▶
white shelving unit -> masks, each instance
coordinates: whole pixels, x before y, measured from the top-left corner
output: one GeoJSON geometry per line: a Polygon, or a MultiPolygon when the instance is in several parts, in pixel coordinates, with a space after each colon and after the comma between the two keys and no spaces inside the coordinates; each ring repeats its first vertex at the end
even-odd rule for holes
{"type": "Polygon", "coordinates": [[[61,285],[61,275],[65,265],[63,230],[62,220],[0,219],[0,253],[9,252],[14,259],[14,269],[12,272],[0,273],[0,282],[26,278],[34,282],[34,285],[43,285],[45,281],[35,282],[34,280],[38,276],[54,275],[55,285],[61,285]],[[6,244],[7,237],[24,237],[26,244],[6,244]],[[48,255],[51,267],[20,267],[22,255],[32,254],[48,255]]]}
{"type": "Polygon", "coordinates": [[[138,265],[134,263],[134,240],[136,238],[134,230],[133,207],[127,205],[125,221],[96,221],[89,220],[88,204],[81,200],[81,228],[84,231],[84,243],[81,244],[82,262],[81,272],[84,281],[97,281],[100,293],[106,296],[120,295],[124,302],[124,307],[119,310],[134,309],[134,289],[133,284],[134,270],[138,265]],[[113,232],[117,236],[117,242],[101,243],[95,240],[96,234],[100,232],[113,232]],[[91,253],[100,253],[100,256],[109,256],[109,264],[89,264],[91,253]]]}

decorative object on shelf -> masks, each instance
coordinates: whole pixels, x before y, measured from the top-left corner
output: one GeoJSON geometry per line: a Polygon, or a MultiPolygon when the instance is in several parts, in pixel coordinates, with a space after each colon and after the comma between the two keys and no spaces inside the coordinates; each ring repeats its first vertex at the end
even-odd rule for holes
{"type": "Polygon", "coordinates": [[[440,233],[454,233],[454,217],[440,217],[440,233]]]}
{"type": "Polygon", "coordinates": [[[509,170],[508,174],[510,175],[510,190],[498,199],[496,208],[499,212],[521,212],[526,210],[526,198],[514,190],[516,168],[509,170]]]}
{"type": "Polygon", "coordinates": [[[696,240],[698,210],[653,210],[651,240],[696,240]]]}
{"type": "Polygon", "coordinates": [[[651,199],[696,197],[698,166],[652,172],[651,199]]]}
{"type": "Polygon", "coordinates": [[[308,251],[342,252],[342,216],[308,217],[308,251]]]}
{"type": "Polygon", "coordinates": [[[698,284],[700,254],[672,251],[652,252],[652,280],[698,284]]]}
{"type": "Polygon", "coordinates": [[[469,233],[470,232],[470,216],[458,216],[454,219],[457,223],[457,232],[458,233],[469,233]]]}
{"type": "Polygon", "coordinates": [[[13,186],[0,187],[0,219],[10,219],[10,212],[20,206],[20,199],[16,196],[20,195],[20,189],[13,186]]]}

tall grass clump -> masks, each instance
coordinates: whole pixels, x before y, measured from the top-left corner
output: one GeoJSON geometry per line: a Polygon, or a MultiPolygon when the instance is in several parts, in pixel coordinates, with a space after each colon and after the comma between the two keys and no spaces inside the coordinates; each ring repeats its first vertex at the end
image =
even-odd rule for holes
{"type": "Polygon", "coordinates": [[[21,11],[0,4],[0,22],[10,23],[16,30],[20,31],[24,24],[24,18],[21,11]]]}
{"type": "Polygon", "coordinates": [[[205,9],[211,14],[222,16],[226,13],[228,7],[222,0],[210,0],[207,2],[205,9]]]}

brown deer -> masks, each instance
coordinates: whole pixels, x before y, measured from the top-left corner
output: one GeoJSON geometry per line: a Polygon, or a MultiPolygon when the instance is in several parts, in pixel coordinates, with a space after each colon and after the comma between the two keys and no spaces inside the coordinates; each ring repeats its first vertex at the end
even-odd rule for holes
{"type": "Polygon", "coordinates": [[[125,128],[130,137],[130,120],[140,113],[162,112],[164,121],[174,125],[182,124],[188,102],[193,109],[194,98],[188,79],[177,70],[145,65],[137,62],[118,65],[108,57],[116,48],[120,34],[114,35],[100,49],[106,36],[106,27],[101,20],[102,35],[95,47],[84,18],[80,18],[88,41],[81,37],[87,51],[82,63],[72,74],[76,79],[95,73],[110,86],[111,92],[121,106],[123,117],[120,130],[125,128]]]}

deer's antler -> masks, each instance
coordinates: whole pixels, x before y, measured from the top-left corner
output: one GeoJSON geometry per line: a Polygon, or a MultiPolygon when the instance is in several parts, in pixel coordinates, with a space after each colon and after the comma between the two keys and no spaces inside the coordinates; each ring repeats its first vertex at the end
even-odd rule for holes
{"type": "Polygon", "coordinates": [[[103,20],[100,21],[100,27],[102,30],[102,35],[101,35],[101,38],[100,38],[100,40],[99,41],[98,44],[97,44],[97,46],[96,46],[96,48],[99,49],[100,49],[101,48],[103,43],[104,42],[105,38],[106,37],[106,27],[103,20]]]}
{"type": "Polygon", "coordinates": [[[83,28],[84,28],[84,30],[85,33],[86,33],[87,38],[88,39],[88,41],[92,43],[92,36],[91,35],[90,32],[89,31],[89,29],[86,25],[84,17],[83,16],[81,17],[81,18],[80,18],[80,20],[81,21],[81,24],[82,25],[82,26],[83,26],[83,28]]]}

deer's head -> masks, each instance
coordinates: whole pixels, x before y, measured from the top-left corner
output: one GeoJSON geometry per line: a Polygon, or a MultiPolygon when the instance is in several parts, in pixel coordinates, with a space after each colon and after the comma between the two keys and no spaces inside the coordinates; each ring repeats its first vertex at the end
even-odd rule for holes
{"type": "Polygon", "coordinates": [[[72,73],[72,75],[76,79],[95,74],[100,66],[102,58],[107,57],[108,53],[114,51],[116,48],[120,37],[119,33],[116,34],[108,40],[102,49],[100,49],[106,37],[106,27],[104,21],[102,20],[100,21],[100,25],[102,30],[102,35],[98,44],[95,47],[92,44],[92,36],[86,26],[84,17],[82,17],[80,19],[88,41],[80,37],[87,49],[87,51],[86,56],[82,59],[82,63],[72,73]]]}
◀
- _INSTRUCTIONS FOR THE TASK_: Go through the data and return every record exactly.

- _RESULT BELOW_:
white shelving unit -> masks, each instance
coordinates: whole pixels, x before y, measured from the top-left corner
output: one GeoJSON geometry per line: a Polygon, or a MultiPolygon when the instance is in several parts, in pixel coordinates, with a space after each colon and after the comma between the two keys and no spaces inside the coordinates; each ring repeats its first vertex at the end
even-odd rule for holes
{"type": "Polygon", "coordinates": [[[61,285],[61,275],[65,265],[63,230],[62,220],[0,219],[0,253],[9,252],[14,259],[14,269],[12,272],[0,273],[0,282],[26,278],[34,282],[34,285],[43,285],[45,281],[35,282],[34,280],[38,276],[54,275],[55,285],[61,285]],[[6,244],[7,237],[24,237],[26,244],[6,244]],[[48,255],[51,267],[20,267],[22,255],[32,254],[48,255]]]}
{"type": "Polygon", "coordinates": [[[138,265],[134,263],[134,240],[136,238],[134,230],[133,207],[127,205],[125,221],[96,221],[89,220],[88,204],[81,200],[81,228],[84,231],[84,243],[81,244],[82,262],[81,272],[84,281],[97,281],[100,293],[106,296],[120,295],[124,302],[124,307],[119,310],[134,309],[134,289],[133,284],[134,270],[138,265]],[[113,232],[117,236],[117,242],[101,243],[95,240],[96,234],[100,232],[113,232]],[[91,253],[100,253],[100,256],[109,256],[109,264],[89,264],[91,253]]]}

decorative object on shelf -> masks, each instance
coordinates: whole pixels, x before y, measured from the top-left corner
output: one GeoJSON geometry per line: a Polygon, or a MultiPolygon when the instance is in several parts, in pixel coordinates, with a space after each colon and after the comma between the two keys and no spaces inside the coordinates; each ring repeats its first vertex at the end
even-odd rule for holes
{"type": "Polygon", "coordinates": [[[440,233],[454,233],[454,217],[440,217],[440,233]]]}
{"type": "Polygon", "coordinates": [[[509,170],[508,174],[510,175],[510,190],[498,199],[496,208],[499,212],[521,212],[526,210],[526,198],[514,190],[516,168],[509,170]]]}
{"type": "Polygon", "coordinates": [[[696,240],[698,210],[653,210],[651,240],[696,240]]]}
{"type": "Polygon", "coordinates": [[[651,199],[696,197],[698,166],[652,172],[651,199]]]}
{"type": "Polygon", "coordinates": [[[308,251],[342,252],[342,216],[308,217],[308,251]]]}
{"type": "Polygon", "coordinates": [[[698,284],[700,254],[672,251],[652,252],[652,280],[698,284]]]}
{"type": "Polygon", "coordinates": [[[469,233],[470,232],[470,216],[458,216],[454,219],[457,223],[457,232],[458,233],[469,233]]]}
{"type": "Polygon", "coordinates": [[[13,186],[0,187],[0,219],[10,219],[10,212],[20,206],[20,199],[16,196],[20,195],[20,189],[13,186]]]}

tall grass clump -> masks, each instance
coordinates: whole pixels, x before y, measured from the top-left corner
output: one GeoJSON geometry per line: a Polygon, or a MultiPolygon when the instance is in several parts, in pixel coordinates, with a space after each colon and after the comma between the two keys and no spaces inside the coordinates; each ring repeats its first vertex at the end
image =
even-odd rule for holes
{"type": "Polygon", "coordinates": [[[21,11],[0,4],[0,22],[10,23],[16,30],[20,31],[24,24],[24,18],[21,11]]]}
{"type": "Polygon", "coordinates": [[[205,9],[211,14],[222,16],[226,13],[228,7],[222,0],[210,0],[207,2],[205,9]]]}

brown deer -> masks, each instance
coordinates: whole pixels, x before y, measured from the top-left corner
output: one GeoJSON geometry per line: a Polygon, or a MultiPolygon when the instance is in several parts, in pixel coordinates, with a space after each colon and after the comma between the two keys and no spaces inside the coordinates; each ring repeats its first vertex at the end
even-odd rule for holes
{"type": "Polygon", "coordinates": [[[125,128],[130,137],[130,120],[140,113],[162,112],[164,121],[174,125],[182,124],[188,102],[193,109],[194,98],[188,79],[177,70],[145,65],[137,62],[118,65],[108,57],[116,48],[120,34],[114,35],[100,49],[106,36],[106,27],[101,20],[102,35],[95,47],[84,18],[80,18],[88,41],[81,37],[87,51],[82,63],[72,74],[76,79],[95,73],[110,86],[111,92],[121,106],[123,117],[120,130],[125,128]]]}

deer's antler -> masks, each instance
coordinates: whole pixels, x before y, measured from the top-left corner
output: one GeoJSON geometry per line: a Polygon, or a MultiPolygon when the instance is in several parts, in pixel coordinates, with a space after each colon and after the comma between the two keys and no spaces inside the coordinates; each ring repeats its first vertex at the end
even-odd rule for holes
{"type": "Polygon", "coordinates": [[[103,20],[100,21],[100,27],[102,30],[102,35],[101,35],[101,38],[100,38],[100,40],[99,41],[98,44],[97,44],[97,46],[96,46],[96,48],[99,49],[100,49],[101,48],[103,43],[104,42],[105,38],[106,37],[106,27],[103,20]]]}
{"type": "Polygon", "coordinates": [[[83,28],[84,28],[84,30],[85,33],[86,33],[87,38],[88,39],[88,41],[92,43],[92,36],[91,35],[90,32],[89,31],[89,29],[86,25],[84,17],[83,16],[81,17],[81,18],[80,18],[80,20],[81,21],[81,24],[82,25],[82,26],[83,26],[83,28]]]}

deer's head -> masks, each instance
coordinates: whole pixels, x before y, measured from the top-left corner
output: one GeoJSON geometry per line: a Polygon, or a MultiPolygon when the instance is in several parts, in pixel coordinates, with a space after each colon and after the comma between the two keys and no spaces inside the coordinates; each ring repeats its first vertex at the end
even-odd rule for holes
{"type": "Polygon", "coordinates": [[[72,73],[72,75],[76,79],[95,74],[100,66],[102,58],[107,57],[108,53],[114,51],[116,48],[120,37],[119,33],[116,34],[108,40],[102,49],[100,49],[106,37],[106,27],[104,21],[102,20],[100,21],[100,25],[102,30],[102,35],[98,44],[95,47],[92,44],[92,36],[86,26],[84,17],[82,17],[80,19],[88,41],[80,37],[87,49],[87,51],[86,56],[82,59],[82,63],[72,73]]]}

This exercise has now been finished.